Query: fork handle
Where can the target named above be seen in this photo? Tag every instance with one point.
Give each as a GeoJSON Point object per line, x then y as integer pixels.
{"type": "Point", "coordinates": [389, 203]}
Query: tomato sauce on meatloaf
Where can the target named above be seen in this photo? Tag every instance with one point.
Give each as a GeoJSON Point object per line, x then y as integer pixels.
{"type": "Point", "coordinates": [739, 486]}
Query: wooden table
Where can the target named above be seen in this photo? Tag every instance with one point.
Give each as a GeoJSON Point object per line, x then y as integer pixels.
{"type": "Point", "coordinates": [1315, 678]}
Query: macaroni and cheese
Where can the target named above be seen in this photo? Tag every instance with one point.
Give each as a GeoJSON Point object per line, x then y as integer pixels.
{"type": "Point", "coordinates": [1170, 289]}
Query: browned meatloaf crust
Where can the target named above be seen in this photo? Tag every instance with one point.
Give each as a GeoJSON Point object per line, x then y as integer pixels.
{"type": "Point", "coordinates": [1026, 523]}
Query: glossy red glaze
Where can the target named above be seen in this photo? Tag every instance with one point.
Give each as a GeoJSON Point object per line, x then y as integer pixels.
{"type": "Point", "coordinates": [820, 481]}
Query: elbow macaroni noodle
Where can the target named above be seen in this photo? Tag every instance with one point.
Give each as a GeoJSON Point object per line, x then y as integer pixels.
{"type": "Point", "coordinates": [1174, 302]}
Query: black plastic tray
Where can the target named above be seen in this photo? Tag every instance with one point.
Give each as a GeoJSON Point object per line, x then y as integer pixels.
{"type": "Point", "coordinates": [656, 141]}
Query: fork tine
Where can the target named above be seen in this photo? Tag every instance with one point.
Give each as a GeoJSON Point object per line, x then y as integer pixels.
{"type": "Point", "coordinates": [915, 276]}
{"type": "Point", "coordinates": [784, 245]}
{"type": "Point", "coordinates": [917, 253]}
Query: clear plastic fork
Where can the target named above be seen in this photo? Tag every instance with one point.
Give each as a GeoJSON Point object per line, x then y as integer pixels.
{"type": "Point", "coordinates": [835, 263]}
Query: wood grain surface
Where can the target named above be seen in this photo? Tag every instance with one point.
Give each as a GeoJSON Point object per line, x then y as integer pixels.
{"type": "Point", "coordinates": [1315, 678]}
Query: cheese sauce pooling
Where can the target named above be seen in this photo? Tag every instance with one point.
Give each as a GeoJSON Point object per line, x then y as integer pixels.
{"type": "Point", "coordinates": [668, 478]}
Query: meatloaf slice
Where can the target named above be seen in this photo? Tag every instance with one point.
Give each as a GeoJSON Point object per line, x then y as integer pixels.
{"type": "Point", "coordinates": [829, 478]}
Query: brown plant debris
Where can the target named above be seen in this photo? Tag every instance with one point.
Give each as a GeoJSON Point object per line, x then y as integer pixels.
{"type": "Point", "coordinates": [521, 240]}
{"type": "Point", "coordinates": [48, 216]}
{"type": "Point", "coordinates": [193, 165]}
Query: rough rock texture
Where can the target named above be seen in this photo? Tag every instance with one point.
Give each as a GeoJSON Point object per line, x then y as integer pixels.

------------------------------------------------------------

## WRITTEN REQUEST
Edit all the records above by replacing "Tag every instance" with "Mark each occurrence" and leaving everything else unchanged, then write out the revised lines.

## OUTPUT OF THE TASK
Query: fork handle
Where can the target named above be seen in this photo? Mark each occurrence with one point.
Give each as a GeoJSON Point object per line, x then y as integer pixels.
{"type": "Point", "coordinates": [389, 203]}
Query: tomato sauce on meatloaf
Where can the target named above be seen in this photo? Mark each occurrence with one point.
Give each as a GeoJSON Point object per line, x then y as integer pixels.
{"type": "Point", "coordinates": [739, 486]}
Query: wooden table
Where can the target named above be seen in this photo? Mark each occurrence with one point.
Give each as a GeoJSON Point object per line, x then y as integer pixels.
{"type": "Point", "coordinates": [1315, 678]}
Query: macaroni and cheese
Where can the target named above be seen in this photo? Mark each occurrence with one point.
Give each as a GeoJSON Point object per line, x then y as integer pixels.
{"type": "Point", "coordinates": [1170, 289]}
Query: browned meatloaf crust
Where can the target named above be seen in this photo? Mark each occurrence with one point.
Give each as a GeoJSON Point object per line, x then y as integer pixels.
{"type": "Point", "coordinates": [1026, 523]}
Query: glossy red glaze
Where can the target named above be seen in this photo? Mark each occurrence with one point.
Give each as a GeoJSON Point object per line, x then y as integer pixels.
{"type": "Point", "coordinates": [820, 481]}
Query: elbow macaroni noodle
Where can the target named above be seen in this photo? Mark each occurrence with one point.
Give each as a GeoJSON Point object per line, x then y as integer pixels.
{"type": "Point", "coordinates": [1174, 302]}
Query: black plastic tray
Where can the target named above be seen in this photo? Mark each occurrence with one point.
Give each as a GeoJSON Point object per line, x then y as integer pixels.
{"type": "Point", "coordinates": [656, 141]}
Query: fork tine
Where can the target named above be seen in this photo? Mark each occurrence with one point.
Give each as a GeoJSON Point object per line, x then y as integer pixels.
{"type": "Point", "coordinates": [915, 276]}
{"type": "Point", "coordinates": [784, 245]}
{"type": "Point", "coordinates": [917, 253]}
Query: clear plastic fork
Where can the target named above be seen in this photo? Mark each occurrence with one point.
Give each as a GeoJSON Point object per line, x then y as integer pixels.
{"type": "Point", "coordinates": [835, 263]}
Query: wood grain surface
Where can the target named above be seen in this photo? Mark each occurrence with one point.
Give each as a GeoJSON Point object per line, x then y as integer pixels.
{"type": "Point", "coordinates": [1315, 678]}
Query: cheese sauce pooling
Where can the target named above be seen in this photo? Mark each occurrence with one point.
Give each as a GeoJSON Point object per line, x then y as integer pixels.
{"type": "Point", "coordinates": [668, 478]}
Query: meatloaf slice
Where can the target named above be seen in this photo? Mark each occurrence with one point.
Give each as a GeoJSON Point object per line, x then y as integer pixels.
{"type": "Point", "coordinates": [829, 478]}
Query: brown plant debris
Where can the target named above be seen in this photo? Mark each occurrence with one point.
Give each as a GeoJSON Point object per line, x then y as integer pixels.
{"type": "Point", "coordinates": [521, 240]}
{"type": "Point", "coordinates": [48, 216]}
{"type": "Point", "coordinates": [193, 165]}
Query: rough rock texture
Where can the target named above be seen in this photo? Mark each occurrence with one point.
Give each as a GeoJSON Point object per line, x then y as integer pixels.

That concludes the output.